### Part of a data file
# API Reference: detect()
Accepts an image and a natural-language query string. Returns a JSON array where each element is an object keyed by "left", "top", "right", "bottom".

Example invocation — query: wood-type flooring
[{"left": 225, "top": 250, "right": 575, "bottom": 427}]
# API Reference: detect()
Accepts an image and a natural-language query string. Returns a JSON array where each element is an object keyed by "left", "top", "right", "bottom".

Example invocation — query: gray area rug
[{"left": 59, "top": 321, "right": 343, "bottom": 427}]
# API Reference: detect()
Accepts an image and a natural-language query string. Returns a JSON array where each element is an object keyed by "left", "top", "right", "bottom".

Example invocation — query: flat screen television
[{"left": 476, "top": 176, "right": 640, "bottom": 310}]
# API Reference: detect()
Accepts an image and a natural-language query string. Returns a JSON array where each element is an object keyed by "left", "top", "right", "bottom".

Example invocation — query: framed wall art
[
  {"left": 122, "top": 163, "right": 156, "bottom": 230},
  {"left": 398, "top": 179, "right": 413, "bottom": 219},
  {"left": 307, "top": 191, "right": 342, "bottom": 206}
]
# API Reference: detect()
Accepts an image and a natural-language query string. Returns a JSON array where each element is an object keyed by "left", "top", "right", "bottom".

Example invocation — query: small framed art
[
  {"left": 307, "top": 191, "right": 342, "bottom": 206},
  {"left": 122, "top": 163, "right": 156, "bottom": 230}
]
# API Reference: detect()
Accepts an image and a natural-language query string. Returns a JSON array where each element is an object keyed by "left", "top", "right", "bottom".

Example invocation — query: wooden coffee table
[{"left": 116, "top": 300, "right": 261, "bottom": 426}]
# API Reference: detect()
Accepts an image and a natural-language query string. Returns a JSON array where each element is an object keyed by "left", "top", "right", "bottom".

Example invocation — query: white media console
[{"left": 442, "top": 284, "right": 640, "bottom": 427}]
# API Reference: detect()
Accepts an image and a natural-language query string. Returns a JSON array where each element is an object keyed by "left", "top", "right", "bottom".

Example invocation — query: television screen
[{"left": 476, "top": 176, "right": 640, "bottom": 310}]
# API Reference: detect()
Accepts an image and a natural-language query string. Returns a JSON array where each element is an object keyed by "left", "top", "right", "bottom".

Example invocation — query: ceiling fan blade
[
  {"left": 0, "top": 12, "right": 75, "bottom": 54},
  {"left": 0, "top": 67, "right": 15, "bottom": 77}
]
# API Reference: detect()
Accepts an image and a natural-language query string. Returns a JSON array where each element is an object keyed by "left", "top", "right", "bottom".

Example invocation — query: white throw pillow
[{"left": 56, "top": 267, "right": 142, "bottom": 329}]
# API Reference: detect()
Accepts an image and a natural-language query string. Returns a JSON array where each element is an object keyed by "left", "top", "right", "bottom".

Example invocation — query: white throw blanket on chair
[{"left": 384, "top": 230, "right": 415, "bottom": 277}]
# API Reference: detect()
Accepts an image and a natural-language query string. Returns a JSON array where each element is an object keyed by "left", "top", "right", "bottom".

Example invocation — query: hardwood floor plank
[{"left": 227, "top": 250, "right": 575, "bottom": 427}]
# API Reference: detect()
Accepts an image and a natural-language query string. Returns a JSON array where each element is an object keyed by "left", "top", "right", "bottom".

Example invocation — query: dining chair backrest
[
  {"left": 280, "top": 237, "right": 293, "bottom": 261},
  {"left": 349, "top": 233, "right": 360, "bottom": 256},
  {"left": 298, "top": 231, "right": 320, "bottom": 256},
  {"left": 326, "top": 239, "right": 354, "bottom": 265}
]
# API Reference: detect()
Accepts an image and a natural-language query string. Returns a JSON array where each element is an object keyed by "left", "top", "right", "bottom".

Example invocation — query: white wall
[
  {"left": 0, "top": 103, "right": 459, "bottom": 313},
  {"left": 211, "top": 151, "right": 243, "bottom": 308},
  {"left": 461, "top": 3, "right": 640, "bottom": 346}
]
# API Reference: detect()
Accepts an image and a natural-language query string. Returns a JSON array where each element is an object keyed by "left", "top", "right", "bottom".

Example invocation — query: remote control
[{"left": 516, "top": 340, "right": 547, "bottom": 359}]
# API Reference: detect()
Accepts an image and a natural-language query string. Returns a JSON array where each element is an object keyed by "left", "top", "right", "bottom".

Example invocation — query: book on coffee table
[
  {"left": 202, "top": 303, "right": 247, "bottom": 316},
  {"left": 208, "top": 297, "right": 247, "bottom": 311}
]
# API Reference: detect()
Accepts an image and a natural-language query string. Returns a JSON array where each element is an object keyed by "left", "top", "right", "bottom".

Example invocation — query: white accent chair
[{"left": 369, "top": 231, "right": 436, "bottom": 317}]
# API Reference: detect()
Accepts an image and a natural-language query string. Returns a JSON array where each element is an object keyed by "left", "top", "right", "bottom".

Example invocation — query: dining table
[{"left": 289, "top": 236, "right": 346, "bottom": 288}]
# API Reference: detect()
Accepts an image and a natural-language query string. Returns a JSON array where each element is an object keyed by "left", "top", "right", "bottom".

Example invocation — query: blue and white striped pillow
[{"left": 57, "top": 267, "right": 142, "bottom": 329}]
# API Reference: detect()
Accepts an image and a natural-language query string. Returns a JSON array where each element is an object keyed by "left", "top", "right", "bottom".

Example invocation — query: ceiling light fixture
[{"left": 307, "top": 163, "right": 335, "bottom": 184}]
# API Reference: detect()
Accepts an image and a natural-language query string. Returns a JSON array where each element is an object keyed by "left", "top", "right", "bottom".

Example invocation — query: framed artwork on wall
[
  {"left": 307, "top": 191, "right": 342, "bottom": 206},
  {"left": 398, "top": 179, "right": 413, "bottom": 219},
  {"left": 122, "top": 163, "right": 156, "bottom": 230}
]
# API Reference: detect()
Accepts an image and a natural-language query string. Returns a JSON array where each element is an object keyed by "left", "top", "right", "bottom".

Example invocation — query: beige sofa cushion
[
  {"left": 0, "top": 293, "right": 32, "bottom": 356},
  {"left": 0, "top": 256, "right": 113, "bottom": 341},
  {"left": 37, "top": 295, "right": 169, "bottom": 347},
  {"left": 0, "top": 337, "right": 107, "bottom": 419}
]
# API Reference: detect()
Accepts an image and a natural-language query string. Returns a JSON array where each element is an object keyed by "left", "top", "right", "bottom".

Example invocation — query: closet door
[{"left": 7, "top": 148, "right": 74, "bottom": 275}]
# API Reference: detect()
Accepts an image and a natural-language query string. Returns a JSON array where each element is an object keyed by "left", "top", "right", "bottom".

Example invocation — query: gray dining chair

### STATED EXERCISE
Locate every line of the records above that contains the string "chair", and copy each of those lines.

### FINAL RESULT
Example invocation — query: white throw blanket on chair
Example invocation — query: dining chair backrest
Example invocation — query: white accent chair
Example invocation — query: gray dining chair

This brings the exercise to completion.